- **DESCRIPTION OF THE TASK**
Please report every line in the material below where the word "Practice" is found.

- **DATASET EXTRACT**
□ □ □ □ □
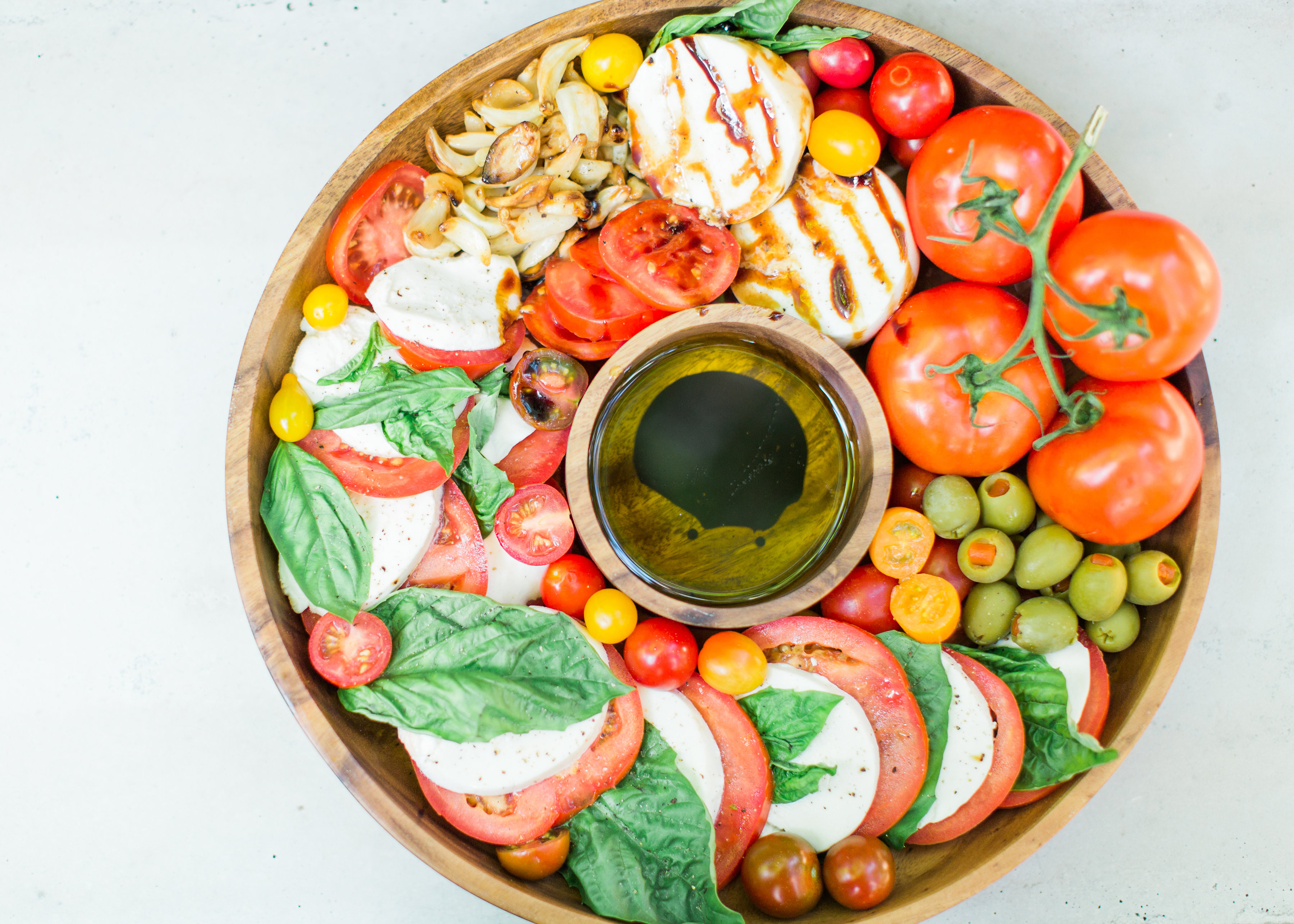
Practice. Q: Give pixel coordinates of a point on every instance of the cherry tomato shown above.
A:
□ □ □ □ □
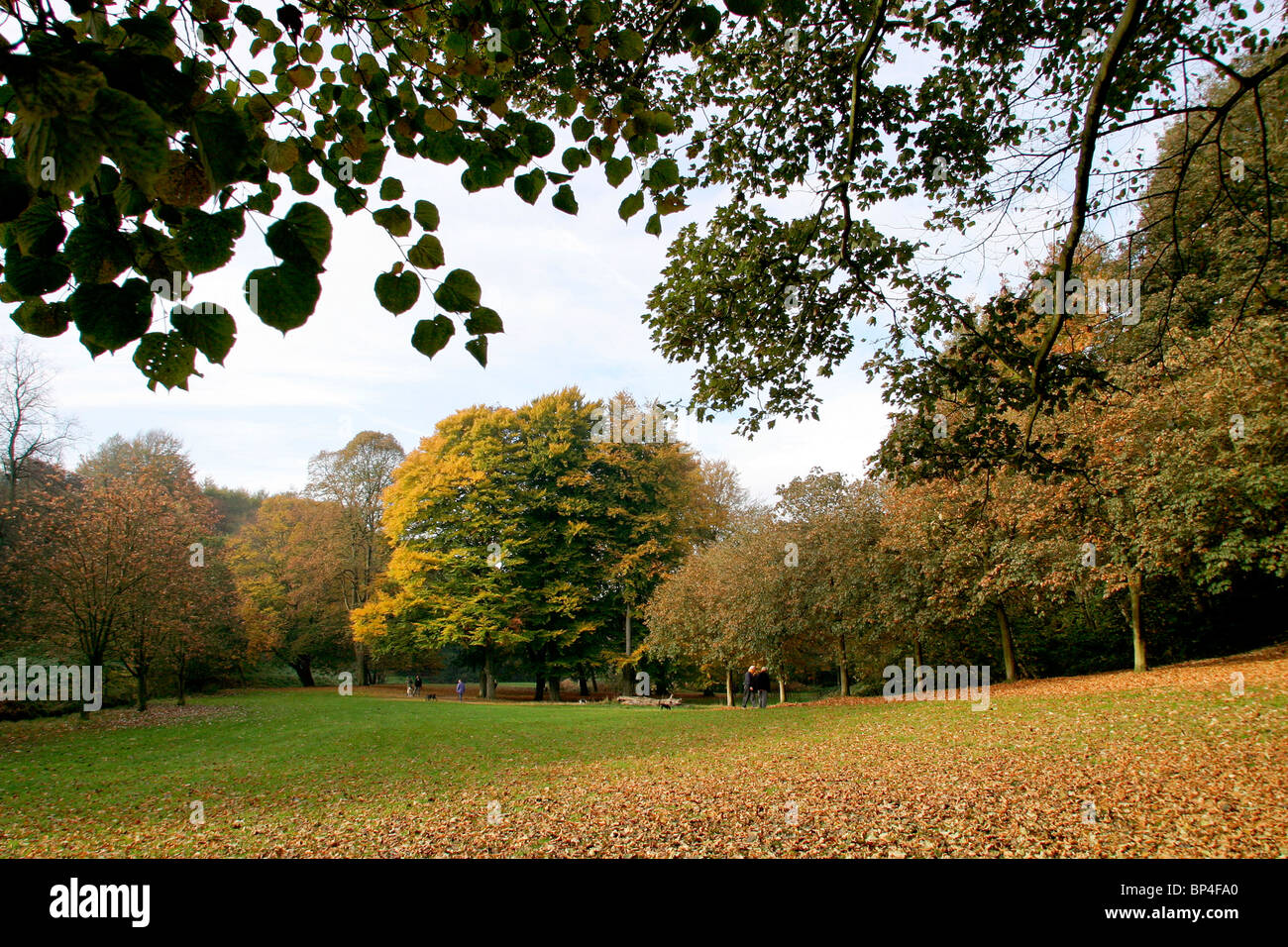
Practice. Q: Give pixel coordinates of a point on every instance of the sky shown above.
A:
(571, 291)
□ □ □ □ □
- **PROBLEM SOLUTION**
Practice. Q: Give pixel coordinates of a point on every instance of the cherry tomato shown above.
Practice. Q: Give pixel coordinates of a point on every instance of the sky shown above.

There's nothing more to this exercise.